▸ **TO DO**
Can you rewrite all of the rows below, replacing "shot-chart review" with "court-map review" and leaving everything else unchanged?

▸ **THE DATA**
[Begin]

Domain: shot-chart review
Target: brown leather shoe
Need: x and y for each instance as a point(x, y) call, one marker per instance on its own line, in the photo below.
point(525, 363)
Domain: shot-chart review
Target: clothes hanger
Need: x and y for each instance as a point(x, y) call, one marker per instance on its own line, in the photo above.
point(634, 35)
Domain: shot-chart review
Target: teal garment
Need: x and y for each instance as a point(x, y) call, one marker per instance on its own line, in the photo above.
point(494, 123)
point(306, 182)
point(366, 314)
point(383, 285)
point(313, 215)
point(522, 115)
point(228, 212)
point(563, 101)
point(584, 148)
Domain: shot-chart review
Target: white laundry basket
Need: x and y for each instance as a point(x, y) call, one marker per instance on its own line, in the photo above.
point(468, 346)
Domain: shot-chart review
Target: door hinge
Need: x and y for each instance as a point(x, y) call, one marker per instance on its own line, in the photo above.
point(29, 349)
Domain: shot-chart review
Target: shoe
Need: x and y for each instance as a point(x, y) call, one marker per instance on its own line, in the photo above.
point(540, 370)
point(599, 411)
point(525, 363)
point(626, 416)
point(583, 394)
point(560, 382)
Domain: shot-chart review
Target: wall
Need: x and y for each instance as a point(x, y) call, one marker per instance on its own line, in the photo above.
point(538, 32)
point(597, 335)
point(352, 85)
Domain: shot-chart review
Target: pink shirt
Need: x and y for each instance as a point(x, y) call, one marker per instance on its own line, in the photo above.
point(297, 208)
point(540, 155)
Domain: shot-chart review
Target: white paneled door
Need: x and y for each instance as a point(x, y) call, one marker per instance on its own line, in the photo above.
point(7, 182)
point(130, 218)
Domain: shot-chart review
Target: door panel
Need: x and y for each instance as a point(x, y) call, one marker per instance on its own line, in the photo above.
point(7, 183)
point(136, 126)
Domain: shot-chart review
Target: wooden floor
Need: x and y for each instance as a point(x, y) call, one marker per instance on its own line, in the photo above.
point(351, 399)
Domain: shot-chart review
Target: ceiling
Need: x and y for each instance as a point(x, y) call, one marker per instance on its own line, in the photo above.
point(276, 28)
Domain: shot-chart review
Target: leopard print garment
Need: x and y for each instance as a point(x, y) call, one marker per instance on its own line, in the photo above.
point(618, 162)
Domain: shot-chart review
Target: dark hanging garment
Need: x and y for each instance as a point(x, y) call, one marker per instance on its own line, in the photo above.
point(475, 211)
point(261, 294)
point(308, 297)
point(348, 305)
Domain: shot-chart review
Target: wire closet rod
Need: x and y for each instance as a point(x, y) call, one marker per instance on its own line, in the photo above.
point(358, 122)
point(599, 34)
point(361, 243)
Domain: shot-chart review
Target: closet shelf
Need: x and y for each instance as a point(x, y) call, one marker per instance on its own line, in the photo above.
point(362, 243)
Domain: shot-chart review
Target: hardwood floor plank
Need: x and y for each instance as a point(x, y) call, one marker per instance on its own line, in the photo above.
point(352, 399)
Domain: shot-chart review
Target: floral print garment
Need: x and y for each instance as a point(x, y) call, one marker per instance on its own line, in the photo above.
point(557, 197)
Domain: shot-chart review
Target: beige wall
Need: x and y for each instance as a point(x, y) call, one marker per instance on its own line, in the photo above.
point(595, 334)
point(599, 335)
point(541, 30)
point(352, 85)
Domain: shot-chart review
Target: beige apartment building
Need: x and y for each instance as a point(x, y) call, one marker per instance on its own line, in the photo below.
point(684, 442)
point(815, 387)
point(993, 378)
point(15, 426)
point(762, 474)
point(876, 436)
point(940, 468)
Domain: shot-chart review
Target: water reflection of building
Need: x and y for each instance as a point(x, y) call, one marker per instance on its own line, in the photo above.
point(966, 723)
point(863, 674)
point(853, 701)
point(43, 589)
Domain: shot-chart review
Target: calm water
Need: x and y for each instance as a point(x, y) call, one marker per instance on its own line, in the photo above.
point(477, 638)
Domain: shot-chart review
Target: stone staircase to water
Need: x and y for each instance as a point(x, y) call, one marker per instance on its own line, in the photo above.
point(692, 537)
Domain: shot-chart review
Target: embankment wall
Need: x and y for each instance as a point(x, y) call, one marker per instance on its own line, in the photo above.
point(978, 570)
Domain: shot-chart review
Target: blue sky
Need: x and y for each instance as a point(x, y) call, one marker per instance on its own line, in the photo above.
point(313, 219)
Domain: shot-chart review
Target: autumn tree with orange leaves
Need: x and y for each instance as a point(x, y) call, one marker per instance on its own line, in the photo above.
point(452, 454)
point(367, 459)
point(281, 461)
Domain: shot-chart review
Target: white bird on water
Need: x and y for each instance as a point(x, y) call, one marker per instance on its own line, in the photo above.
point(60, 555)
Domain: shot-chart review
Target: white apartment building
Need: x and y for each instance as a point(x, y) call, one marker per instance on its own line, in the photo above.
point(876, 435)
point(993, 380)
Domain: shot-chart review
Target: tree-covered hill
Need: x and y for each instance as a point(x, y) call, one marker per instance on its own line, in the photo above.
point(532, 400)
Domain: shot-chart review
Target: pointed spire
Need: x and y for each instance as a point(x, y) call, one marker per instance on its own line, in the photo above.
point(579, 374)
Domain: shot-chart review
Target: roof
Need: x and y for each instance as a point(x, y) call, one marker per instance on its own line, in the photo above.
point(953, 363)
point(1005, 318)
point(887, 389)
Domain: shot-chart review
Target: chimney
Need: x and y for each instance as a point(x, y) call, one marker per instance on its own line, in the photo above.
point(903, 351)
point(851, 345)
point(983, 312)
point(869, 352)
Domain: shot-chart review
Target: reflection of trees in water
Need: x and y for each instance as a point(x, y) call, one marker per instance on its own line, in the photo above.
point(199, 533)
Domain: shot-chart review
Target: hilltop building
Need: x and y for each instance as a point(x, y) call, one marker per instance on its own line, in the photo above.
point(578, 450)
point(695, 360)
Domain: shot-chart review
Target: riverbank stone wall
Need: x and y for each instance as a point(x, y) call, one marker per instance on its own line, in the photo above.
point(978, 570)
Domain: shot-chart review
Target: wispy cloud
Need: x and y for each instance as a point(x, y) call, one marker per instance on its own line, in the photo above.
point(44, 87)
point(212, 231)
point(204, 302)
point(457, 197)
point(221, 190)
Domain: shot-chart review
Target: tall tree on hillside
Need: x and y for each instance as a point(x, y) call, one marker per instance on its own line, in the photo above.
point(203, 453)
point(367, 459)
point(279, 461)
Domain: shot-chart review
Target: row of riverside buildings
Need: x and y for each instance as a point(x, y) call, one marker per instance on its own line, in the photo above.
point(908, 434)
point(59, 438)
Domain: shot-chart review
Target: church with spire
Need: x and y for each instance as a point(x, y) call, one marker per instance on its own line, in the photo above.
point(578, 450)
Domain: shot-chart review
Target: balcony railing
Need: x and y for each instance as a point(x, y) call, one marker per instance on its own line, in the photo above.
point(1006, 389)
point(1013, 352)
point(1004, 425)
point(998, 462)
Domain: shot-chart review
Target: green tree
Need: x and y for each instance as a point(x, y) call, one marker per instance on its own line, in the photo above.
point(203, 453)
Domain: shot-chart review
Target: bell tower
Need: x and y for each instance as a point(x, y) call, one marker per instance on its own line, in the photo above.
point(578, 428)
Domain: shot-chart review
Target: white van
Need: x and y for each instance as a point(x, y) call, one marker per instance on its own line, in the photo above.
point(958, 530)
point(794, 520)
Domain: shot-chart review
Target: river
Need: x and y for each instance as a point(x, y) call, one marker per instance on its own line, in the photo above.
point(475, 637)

[End]

▸ **ANSWER FOR THIS EXERCISE**
Domain: court-map review
Target: brown leather shoe
Need: x and y for each instance as a point(x, y) call, one marker per instance on its own line, in the photo below.
point(525, 363)
Domain: court-map review
Target: clothes hanger
Need: x and y for each instance as a point(x, y) call, one marker per instance on its own line, in the photo above.
point(634, 35)
Domain: court-map review
Target: teal garment
Need: x and y for each instance as a point(x, y) call, one marker per instance on its own line, in the photo above.
point(494, 123)
point(306, 182)
point(366, 314)
point(383, 285)
point(313, 215)
point(522, 115)
point(228, 212)
point(563, 101)
point(584, 148)
Domain: court-map review
Target: white laundry basket
Need: x and y for each instance as a point(x, y) call, one marker per instance on its own line, in the photo above.
point(468, 346)
Domain: court-map review
Target: door hinge
Need: x and y for each instance as a point(x, y) call, one marker per instance on its own line, in the photo above.
point(29, 349)
Domain: court-map review
Target: shoe
Need: x and y for each instance as a point(x, y) call, one marker per instance on its own line, in the photo above.
point(540, 370)
point(599, 411)
point(525, 363)
point(626, 416)
point(583, 394)
point(560, 382)
Domain: court-map review
Target: wall
Need: x and y for each instance as a point(x, y) call, one marker per instance on its own line, in the photo above.
point(538, 32)
point(597, 335)
point(352, 85)
Domain: court-map review
Target: pink shirt
Need: x and y for each instance as a point(x, y) call, one marker per instance on its own line, in the photo above.
point(297, 208)
point(540, 155)
Domain: court-map review
Target: white paneled door
Need: x and y for each instance as a point(x, y) call, one marker per instance on its own line, in the photo above.
point(7, 182)
point(130, 218)
Domain: court-map review
Target: door panel
Need: x and y for each instance as a point(x, y) call, one marker per instance on its own line, in the photo above.
point(7, 183)
point(136, 126)
Domain: court-map review
Target: wooden floor
Need: x and y for each instance as a point(x, y) call, one marker per instance on its own line, in the photo above.
point(351, 399)
Domain: court-map review
Target: ceiling
Need: x and y for each instance as a point(x, y) call, one marker per instance on its own line, in the photo above.
point(276, 28)
Domain: court-map review
Target: leopard print garment
Need: x and y for each instance as a point(x, y) call, one marker per instance on its own line, in the photo above.
point(618, 162)
Domain: court-map review
Target: dark hanging garment
Need: x and y for each instance as a point(x, y) call, one marker per instance on its own line, in the photo above.
point(475, 211)
point(261, 294)
point(308, 297)
point(348, 305)
Domain: court-map review
Target: wire closet rod
Need: x and y for each instance as a point(x, y) call, one marker per instance on its own line, in the photo above.
point(358, 122)
point(599, 34)
point(361, 243)
Domain: court-map review
Target: closet shelf
Need: x and y for each instance as a point(x, y) call, one marker per instance on its own line, in the photo above.
point(362, 243)
Domain: court-map review
Target: hardwood floor plank
Need: x and y for each instance as a point(x, y) call, one marker per instance on its own line, in the photo above.
point(352, 399)
Domain: court-map review
Target: floral print garment
Need: x and y for each instance as a point(x, y) call, one marker per instance on its own line, in the photo above.
point(557, 197)
Domain: court-map review
Target: beige wall
Need: x and y for each instance as a point(x, y) call, one marker per instance on its own line, in the photo above.
point(595, 334)
point(599, 335)
point(541, 30)
point(352, 85)
Domain: court-map review
Target: beige apartment building
Need: x and y for each instance as a point(x, y) call, one marker per instance on its own line, in the photo below.
point(684, 442)
point(815, 387)
point(993, 378)
point(15, 426)
point(762, 474)
point(876, 436)
point(940, 468)
Domain: court-map review
Target: water reflection of building
Need: x and y for each instance as a point(x, y) call, one marker per instance on its own line, in the photo above.
point(966, 723)
point(863, 674)
point(853, 701)
point(43, 589)
Domain: court-map review
Target: calm water
Need: x and y for each instance as a point(x, y) call, one marker per instance on its own line, in the photo above.
point(477, 638)
Domain: court-map review
Target: stone staircase to water
Need: x and y for each instance as a point(x, y) call, one marker per instance on its own line, in the photo above.
point(692, 537)
Domain: court-map review
Target: embankment wall
Need: x and y for each instance as a point(x, y) call, one marker per instance on its own line, in the photo above.
point(978, 570)
Domain: court-map review
Target: blue sky
Need: x and y for each instance as a point(x, y) call, one marker per instance on its own line, in the photo above.
point(313, 219)
Domain: court-map review
Target: autumn tree with orange leaves
Need: x and y for each instance as a point(x, y) call, one marker per instance on its own line, in the photo above.
point(452, 454)
point(367, 459)
point(281, 461)
Domain: court-map review
Target: white bird on water
Need: x and y for each instance as a point(x, y) call, one marker per instance on its own line, in the photo above.
point(60, 555)
Domain: court-map review
Target: white apartment building
Need: x and y for each instance as a point(x, y) call, one marker per instance on its own line, in the photo above.
point(876, 435)
point(993, 380)
Domain: court-map review
Target: tree-covered hill
Need: x and y for each instance as a point(x, y) call, one marker per instance on its own line, in the photo above.
point(532, 400)
Domain: court-map review
Target: pointed spire
Need: x and y for each instance as a point(x, y) call, one marker per instance on its own line, in the photo above.
point(579, 374)
Domain: court-map review
Target: roof
Need: x and y for each instance as a point(x, y) call, one marker per instance on its own line, in the photo above.
point(953, 363)
point(1005, 318)
point(887, 389)
Domain: court-map review
Target: chimney
Need: x and y for each instance as a point(x, y) call, one marker per instance on its own line, in the photo above.
point(903, 351)
point(851, 345)
point(983, 312)
point(869, 352)
Domain: court-map review
Target: reflection of trees in water
Need: x and y for each instance as a point(x, y) call, one marker per instance on its own line, in the photo above.
point(199, 533)
Domain: court-map review
Target: hilltop building
Need: x and y for each instance as a point(x, y) call, one marker per instance on its own line, in the photo above.
point(578, 450)
point(695, 360)
Domain: court-map review
Target: riverbank stone wall
Need: x and y for each instance as a point(x, y) call, one marker per instance on its own line, in the photo above.
point(978, 570)
Domain: court-map review
Target: wispy cloud
Need: x and y for each instance as a point(x, y) call, one marker per instance on its own line, in the photo above.
point(44, 87)
point(212, 231)
point(204, 302)
point(457, 197)
point(221, 190)
Domain: court-map review
Target: tall tree on hillside
Need: x and y for each instance as a point(x, y) call, one marker per instance on its own line, in the photo above.
point(203, 453)
point(367, 459)
point(279, 461)
Domain: court-map review
Target: row of riverside buildings
Need: x and y for each instance as a point(x, y) call, one marker per instance on its own line, in the photo above.
point(908, 434)
point(59, 438)
Domain: court-map review
Target: church with spire
Need: x and y for each instance as a point(x, y) call, one marker per instance on its own line, in the photo above.
point(578, 450)
Domain: court-map review
Target: balcony railing
Need: x and y for each instance as a point(x, y) call, one marker per instance on its own line, in the photo above.
point(1006, 389)
point(1013, 352)
point(1004, 425)
point(998, 462)
Domain: court-map review
Target: green tree
Need: x and y for each instance as a point(x, y) call, one marker per instance on its own line, in the photo above.
point(203, 453)
Domain: court-map review
Target: bell tower
Need: x and y for each instance as a point(x, y) call, one marker per instance on its own line, in the photo above.
point(578, 428)
Domain: court-map review
Target: white van
Need: x and y for each instance as a point(x, y) call, one marker per instance on its own line, in the photo above.
point(958, 530)
point(794, 520)
Domain: court-map review
Target: river
Need: x and y for each instance as a point(x, y) call, one marker per instance on its own line, in the photo above.
point(475, 637)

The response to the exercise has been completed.